### EXERCISE AIM:
Revise the records from the line containing "TASK: localize silver suv" through the end of the records, both ends included: replace every "localize" with "detect" and leave everything else unchanged. Reproduce only those lines.

### THE RECORDS:
>>

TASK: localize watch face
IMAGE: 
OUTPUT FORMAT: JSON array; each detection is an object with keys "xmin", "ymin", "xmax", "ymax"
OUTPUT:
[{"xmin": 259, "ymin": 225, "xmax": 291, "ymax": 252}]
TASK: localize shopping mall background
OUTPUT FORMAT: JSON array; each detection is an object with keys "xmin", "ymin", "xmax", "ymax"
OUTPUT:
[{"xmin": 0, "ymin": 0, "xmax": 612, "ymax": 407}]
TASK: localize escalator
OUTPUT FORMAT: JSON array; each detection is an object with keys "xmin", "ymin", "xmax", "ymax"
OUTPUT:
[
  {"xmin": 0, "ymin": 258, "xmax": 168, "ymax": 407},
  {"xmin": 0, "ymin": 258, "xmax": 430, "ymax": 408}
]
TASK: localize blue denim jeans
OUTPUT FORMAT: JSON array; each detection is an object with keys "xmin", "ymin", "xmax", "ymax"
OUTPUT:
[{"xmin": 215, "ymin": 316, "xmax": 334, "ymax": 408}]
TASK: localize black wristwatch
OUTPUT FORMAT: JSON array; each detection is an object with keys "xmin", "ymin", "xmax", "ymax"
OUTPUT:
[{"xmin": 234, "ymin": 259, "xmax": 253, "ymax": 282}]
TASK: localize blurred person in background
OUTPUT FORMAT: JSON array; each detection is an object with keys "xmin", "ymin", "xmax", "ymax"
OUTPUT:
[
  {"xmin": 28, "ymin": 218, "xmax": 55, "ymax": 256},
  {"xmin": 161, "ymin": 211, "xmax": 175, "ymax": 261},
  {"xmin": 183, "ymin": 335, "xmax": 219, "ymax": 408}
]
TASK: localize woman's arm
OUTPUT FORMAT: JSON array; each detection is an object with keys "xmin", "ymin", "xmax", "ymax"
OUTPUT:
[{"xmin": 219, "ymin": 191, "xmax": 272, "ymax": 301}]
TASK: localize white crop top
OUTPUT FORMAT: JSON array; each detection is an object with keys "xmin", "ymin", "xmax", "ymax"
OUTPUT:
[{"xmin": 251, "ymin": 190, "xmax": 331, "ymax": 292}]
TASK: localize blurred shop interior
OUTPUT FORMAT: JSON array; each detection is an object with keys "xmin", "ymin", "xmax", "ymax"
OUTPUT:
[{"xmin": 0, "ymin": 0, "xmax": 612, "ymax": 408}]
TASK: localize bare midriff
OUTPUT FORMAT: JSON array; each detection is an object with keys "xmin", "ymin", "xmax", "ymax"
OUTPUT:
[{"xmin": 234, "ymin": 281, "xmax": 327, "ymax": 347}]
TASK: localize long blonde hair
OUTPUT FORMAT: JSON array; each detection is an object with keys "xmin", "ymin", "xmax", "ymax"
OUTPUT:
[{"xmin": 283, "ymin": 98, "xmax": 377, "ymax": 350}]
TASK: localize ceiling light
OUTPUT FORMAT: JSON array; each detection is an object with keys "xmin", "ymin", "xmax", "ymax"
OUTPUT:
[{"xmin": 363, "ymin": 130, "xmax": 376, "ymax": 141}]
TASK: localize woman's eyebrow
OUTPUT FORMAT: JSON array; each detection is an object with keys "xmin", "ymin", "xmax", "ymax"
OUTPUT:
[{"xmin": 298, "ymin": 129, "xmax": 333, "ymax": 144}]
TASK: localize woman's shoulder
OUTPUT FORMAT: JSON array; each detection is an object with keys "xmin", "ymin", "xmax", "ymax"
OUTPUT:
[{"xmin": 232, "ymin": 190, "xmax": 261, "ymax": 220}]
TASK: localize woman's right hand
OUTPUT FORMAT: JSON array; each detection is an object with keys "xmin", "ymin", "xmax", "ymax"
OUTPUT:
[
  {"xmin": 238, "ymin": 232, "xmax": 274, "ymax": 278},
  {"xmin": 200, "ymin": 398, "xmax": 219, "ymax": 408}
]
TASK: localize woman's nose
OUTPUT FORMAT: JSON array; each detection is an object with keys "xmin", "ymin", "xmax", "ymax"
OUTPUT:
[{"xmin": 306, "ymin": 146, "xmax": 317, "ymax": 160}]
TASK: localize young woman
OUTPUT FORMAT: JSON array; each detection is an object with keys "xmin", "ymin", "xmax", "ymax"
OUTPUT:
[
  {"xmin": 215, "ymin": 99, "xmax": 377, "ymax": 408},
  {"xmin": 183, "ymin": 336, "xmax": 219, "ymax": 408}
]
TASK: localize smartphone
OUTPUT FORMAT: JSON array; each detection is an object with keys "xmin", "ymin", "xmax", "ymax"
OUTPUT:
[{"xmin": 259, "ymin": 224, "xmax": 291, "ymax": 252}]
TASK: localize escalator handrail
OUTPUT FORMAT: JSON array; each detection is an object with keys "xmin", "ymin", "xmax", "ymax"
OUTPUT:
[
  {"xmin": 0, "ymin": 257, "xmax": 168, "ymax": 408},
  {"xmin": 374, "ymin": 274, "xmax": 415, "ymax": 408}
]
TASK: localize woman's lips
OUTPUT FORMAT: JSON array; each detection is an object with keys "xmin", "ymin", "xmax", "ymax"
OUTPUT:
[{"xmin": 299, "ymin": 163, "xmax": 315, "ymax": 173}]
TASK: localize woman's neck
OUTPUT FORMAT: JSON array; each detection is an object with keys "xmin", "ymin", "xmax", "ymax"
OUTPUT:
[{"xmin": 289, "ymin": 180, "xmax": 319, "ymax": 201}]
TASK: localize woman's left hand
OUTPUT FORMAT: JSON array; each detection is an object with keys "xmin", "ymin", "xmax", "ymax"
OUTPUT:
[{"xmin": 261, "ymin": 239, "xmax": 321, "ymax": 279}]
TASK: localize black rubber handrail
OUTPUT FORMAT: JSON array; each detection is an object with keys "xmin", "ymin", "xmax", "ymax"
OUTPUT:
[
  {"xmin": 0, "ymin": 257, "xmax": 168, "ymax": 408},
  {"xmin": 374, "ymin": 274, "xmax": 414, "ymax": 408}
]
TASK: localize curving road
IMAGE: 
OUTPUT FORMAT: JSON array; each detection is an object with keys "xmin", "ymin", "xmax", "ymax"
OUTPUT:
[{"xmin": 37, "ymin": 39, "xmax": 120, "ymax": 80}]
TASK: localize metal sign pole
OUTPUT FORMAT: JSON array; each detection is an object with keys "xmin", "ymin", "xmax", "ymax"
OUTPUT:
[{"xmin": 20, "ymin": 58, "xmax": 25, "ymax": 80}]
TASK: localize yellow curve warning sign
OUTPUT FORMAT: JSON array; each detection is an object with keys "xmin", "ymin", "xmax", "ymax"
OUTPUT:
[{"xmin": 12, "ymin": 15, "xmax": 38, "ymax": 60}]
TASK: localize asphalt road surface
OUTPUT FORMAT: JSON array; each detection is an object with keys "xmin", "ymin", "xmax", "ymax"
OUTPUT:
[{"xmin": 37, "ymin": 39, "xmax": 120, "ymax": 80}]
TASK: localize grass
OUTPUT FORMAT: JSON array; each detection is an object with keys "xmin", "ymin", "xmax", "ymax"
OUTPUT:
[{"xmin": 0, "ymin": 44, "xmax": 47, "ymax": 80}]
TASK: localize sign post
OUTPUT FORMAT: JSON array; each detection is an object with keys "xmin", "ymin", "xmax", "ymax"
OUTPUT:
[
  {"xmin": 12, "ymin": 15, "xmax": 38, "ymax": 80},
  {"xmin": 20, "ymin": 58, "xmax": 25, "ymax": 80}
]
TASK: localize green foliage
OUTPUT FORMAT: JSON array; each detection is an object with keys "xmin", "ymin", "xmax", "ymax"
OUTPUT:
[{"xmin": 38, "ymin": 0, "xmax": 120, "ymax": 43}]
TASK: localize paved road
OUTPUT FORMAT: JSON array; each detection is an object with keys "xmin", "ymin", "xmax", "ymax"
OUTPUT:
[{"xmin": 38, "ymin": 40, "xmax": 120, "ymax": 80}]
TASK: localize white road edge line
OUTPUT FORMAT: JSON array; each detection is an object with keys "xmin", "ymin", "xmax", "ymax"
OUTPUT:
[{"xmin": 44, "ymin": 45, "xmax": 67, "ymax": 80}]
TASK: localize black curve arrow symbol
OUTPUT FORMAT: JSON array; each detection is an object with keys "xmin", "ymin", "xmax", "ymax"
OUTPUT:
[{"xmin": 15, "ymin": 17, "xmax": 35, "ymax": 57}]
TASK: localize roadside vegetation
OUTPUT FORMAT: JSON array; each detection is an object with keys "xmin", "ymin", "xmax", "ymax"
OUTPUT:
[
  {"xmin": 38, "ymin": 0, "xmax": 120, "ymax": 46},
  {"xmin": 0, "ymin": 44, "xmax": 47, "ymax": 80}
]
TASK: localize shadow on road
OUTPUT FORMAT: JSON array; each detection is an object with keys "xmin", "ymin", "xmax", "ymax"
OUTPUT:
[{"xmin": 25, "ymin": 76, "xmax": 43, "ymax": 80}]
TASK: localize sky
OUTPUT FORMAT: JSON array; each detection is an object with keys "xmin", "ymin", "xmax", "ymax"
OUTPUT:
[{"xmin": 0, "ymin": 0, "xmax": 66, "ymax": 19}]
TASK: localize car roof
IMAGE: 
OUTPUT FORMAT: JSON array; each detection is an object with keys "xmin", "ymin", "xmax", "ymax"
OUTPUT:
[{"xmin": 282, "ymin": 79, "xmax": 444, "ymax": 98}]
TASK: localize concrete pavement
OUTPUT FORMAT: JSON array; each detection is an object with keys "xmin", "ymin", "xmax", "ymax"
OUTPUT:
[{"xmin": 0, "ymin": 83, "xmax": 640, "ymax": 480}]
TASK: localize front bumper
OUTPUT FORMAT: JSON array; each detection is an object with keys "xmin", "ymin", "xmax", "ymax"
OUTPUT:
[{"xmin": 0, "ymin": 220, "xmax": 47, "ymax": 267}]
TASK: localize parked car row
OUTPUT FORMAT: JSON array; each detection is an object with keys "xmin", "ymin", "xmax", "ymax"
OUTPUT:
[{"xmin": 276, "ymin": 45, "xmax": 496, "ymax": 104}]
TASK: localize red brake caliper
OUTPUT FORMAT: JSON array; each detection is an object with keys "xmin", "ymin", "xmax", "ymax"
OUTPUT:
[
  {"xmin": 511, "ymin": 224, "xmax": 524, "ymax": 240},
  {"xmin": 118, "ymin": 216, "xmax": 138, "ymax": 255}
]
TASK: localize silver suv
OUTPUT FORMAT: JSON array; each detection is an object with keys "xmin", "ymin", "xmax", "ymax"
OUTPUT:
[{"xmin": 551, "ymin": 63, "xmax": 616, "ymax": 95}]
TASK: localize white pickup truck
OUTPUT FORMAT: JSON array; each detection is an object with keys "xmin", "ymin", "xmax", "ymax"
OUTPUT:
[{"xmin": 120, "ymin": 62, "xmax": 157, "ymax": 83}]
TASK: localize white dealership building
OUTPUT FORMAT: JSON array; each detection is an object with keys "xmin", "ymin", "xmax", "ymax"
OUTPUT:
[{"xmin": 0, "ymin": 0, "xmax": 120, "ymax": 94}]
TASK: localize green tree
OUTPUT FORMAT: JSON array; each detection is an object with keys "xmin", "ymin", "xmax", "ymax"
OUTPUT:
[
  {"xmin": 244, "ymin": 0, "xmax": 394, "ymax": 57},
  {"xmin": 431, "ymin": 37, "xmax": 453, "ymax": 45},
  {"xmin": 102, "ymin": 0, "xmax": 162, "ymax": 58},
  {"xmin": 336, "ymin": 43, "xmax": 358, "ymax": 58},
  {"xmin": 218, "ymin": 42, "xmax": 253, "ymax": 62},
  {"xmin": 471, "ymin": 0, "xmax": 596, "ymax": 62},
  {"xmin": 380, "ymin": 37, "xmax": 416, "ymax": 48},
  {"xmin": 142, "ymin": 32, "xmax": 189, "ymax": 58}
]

<<

### RESPONSE TO THE TASK:
TASK: detect silver suv
OUTPUT FORMAT: JSON array; each detection is an object with keys "xmin", "ymin", "xmax", "ymax"
OUTPUT:
[{"xmin": 551, "ymin": 63, "xmax": 616, "ymax": 95}]
TASK: detect white pickup truck
OUTPUT FORMAT: JSON array; each detection is an object with keys "xmin", "ymin", "xmax", "ymax"
OUTPUT:
[{"xmin": 120, "ymin": 62, "xmax": 157, "ymax": 83}]
TASK: detect white dealership building
OUTPUT FORMAT: JSON array; each detection is an object with keys "xmin", "ymin", "xmax", "ymax"
OUTPUT:
[{"xmin": 0, "ymin": 0, "xmax": 120, "ymax": 94}]
TASK: detect green tree
OUTPUT FORMAT: JSON array; each detection is an object with keys "xmin", "ymin", "xmax", "ymax"
OUTPUT:
[
  {"xmin": 244, "ymin": 0, "xmax": 394, "ymax": 57},
  {"xmin": 431, "ymin": 37, "xmax": 453, "ymax": 45},
  {"xmin": 102, "ymin": 0, "xmax": 162, "ymax": 58},
  {"xmin": 336, "ymin": 43, "xmax": 358, "ymax": 58},
  {"xmin": 218, "ymin": 42, "xmax": 253, "ymax": 62},
  {"xmin": 471, "ymin": 0, "xmax": 596, "ymax": 62},
  {"xmin": 380, "ymin": 37, "xmax": 416, "ymax": 48},
  {"xmin": 142, "ymin": 32, "xmax": 189, "ymax": 58}
]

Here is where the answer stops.